Give the entries again, precisely as they were written.
The records: Begin
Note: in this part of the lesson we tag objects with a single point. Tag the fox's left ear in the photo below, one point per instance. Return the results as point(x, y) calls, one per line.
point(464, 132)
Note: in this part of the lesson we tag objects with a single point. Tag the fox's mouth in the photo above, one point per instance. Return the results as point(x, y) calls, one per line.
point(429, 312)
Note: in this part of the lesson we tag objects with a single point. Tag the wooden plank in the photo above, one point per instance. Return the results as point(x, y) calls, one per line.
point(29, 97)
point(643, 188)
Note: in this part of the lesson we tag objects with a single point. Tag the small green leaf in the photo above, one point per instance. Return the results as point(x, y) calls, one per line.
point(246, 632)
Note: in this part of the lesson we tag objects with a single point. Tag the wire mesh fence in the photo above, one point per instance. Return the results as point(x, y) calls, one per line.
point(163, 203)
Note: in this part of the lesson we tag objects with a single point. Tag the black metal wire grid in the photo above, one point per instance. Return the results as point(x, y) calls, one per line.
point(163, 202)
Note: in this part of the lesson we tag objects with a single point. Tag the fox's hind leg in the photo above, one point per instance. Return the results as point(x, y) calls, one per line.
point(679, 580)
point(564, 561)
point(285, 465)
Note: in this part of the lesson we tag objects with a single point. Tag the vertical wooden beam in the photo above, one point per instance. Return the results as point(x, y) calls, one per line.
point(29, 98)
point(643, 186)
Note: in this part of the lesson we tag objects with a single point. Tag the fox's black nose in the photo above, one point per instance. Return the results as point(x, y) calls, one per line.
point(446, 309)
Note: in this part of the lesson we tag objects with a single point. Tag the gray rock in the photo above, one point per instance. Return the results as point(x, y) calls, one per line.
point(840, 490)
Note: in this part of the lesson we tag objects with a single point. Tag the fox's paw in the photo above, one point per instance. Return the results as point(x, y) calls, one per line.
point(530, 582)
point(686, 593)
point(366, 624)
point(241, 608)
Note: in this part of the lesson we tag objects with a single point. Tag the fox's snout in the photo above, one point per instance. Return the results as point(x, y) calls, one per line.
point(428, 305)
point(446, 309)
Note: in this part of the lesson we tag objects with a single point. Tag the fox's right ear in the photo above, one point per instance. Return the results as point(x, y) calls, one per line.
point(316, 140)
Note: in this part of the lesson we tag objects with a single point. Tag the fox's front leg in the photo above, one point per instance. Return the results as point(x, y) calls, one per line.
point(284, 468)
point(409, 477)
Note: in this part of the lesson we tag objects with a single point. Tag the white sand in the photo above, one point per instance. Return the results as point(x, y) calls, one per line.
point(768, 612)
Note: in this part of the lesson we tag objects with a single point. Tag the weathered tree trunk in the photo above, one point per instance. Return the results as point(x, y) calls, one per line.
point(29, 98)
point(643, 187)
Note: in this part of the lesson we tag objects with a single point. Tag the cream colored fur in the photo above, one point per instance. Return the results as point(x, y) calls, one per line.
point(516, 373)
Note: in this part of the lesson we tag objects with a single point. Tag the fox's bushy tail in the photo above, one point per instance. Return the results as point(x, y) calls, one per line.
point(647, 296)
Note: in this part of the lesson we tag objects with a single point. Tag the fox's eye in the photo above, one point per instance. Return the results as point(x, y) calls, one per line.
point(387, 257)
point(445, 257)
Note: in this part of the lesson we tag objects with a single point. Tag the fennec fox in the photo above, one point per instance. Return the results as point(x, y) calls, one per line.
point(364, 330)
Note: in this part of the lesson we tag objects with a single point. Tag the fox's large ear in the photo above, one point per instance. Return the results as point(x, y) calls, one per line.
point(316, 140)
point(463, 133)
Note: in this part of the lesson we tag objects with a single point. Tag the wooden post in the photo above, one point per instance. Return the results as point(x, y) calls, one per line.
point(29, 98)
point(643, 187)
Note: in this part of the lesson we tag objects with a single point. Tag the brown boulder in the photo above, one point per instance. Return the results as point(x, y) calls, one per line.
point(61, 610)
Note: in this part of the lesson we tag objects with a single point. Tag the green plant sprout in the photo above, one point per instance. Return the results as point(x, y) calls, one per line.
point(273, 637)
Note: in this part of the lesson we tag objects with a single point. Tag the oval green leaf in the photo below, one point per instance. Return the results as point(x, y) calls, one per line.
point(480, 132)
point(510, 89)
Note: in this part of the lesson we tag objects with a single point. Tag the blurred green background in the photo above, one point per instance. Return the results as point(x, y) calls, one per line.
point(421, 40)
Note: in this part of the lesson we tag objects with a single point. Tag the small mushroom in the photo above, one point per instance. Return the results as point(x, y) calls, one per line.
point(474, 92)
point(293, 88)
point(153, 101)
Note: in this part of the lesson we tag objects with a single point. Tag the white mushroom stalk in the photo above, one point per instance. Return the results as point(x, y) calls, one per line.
The records: End
Exercise output
Note: in this part of the lesson we tag objects with a single point. Tag the fox's left ear in the photo below, one point per instance. Return the results as point(x, y) calls, one per line.
point(464, 132)
Note: in this part of the lesson we tag objects with a single point. Tag the fox's mouth in the photo above, one point per instance. Return the results as point(x, y) calls, one per line.
point(429, 312)
Note: in this part of the lesson we tag objects with a single point. Tag the wooden plank in the photo above, one point per instance. Return the results as point(x, y) calls, one per line.
point(29, 97)
point(643, 188)
Note: in this part of the lesson we tag objects with a single point. Tag the small green leaf in the photo above, one point per instance. Return the results as point(x, y) calls, one per line.
point(246, 632)
Note: in this part of the lesson we tag objects with a single point. Tag the wire mesh fence in the photo above, one point per instance. Return the results as point(x, y) calls, one per line.
point(163, 203)
Note: in this part of the lesson we tag objects with a single point. Tag the black metal wire grid in the photo above, one point per instance. Return the results as point(x, y) calls, one per line.
point(163, 202)
Note: in this part of the lesson we tag objects with a single point. Tag the fox's hind leg in the photo above, one point per instance. Return the results as point(x, y) calls, one per line.
point(679, 580)
point(564, 561)
point(285, 465)
Note: in this part of the lesson we tag objects with a single point. Tag the vertical wooden beam in the photo above, one point per instance. Return the results as point(x, y) calls, one per line.
point(29, 98)
point(643, 186)
Note: in this part of the lesson we tag objects with a single point. Tag the fox's black nose in the photo above, one point per instance. Return the results as point(x, y) calls, one per line.
point(446, 309)
Note: in this part of the lesson we tag objects with a single point. Tag the gray rock in the photo above, one point per instance. Return the results as point(x, y) calls, one per line.
point(840, 490)
Note: in this part of the lesson we tag objects with a single point. Tag the fox's paw in the photo above, one point per instance. Return the results as point(x, y) calls, one per line.
point(530, 582)
point(686, 593)
point(366, 624)
point(241, 608)
Note: in this part of the lesson we tag objects with a single point. Tag the fox's snout in the photo above, one point per instance. Return the results as point(x, y) calls, one per line.
point(428, 305)
point(446, 309)
Note: in this part of the lesson we tag objects with a single point. Tag the fox's right ear in the photo above, one point per instance. Return the results as point(x, y) calls, one per line.
point(316, 140)
Note: in this part of the lesson we tag objects with a single point. Tag the fox's front leg in the photo above, one point per instance. Return the results as point(x, y) calls, one per line.
point(284, 468)
point(409, 477)
Note: in this part of the lesson we tag objects with a single point. Tag the white sand in the photo above, one point per instance. Return the results as point(x, y) calls, one per line.
point(768, 612)
Note: in this part of the lesson we tag objects with a single point. Tag the weathered tree trunk in the photo above, one point per instance. Return the results as point(x, y) calls, one per line.
point(29, 98)
point(643, 187)
Note: in this part of the lesson we tag objects with a single point. Tag the cream colored fur in the photo above, one point per instance. Return the results as point(x, y) calls, one per line.
point(516, 373)
Note: in this part of the lesson we tag objects with a single point. Tag the fox's bushy tail in the photo above, one point per instance. Return the results as point(x, y) calls, one per line.
point(647, 296)
Note: in this part of the lesson we tag objects with a single point. Tag the fox's eye in the photo above, one point per instance. Return the results as point(x, y) calls, one per line.
point(387, 257)
point(445, 257)
Note: in this part of the lesson we tag objects with a single point. Tag the fennec fox in the photo above, one point per instance. Return the results as point(x, y) calls, one per line.
point(364, 330)
Note: in this part of the lesson we tag objects with a single point. Tag the fox's large ear in the photo above, one point per instance. Return the results as point(x, y) calls, one per line.
point(316, 140)
point(463, 133)
Note: in this part of the lesson we tag objects with a single point. Tag the wooden post in the photo above, one point per instance. Return the results as point(x, y) calls, one per line.
point(29, 98)
point(643, 187)
Note: in this part of the lesson we tag objects with a single point. Tag the brown boulder in the photo above, one point per instance. Return the results as point(x, y) calls, one per line.
point(61, 610)
Note: in this part of the lesson we tag objects with a single point. Tag the green plant sprout in the photo above, one point per instance. Return the results as point(x, y) calls, one per line.
point(273, 637)
Note: in this part of the lesson we tag objects with a single point. Tag the oval green leaf in the photo below, one point per instance. Return the results as point(x, y) calls, one per line.
point(480, 132)
point(510, 89)
Note: in this part of the lesson we tag objects with a single point. Tag the blurred green background in the photo above, one point per instance. Return the results as point(x, y) calls, one per line.
point(421, 40)
Note: in this part of the lesson we tag objects with a single point. Tag the small mushroom in the photo above, one point per instance. Return the results as point(x, y) calls, one per line.
point(474, 92)
point(293, 88)
point(153, 101)
Note: in this part of the lesson we tag objects with a single point. Tag the white mushroom stalk in the photo above, one point per instance. Return the results as point(x, y) calls, one per line.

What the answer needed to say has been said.